DATASET CONTENT:
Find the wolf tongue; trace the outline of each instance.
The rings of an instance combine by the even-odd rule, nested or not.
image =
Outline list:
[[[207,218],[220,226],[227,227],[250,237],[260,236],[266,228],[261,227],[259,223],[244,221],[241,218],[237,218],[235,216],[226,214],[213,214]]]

TASK OBJECTIVE: Can you repeat the listing above line for line, without changing anything?

SOLUTION FOR THIS PROBLEM:
Find the wolf tongue; trace the outline of each instance.
The rings of an instance combine by the even-odd rule, nested or not.
image =
Outline list:
[[[207,218],[220,226],[227,227],[250,237],[260,236],[266,228],[261,227],[259,223],[244,221],[241,218],[237,218],[235,216],[226,214],[213,214]]]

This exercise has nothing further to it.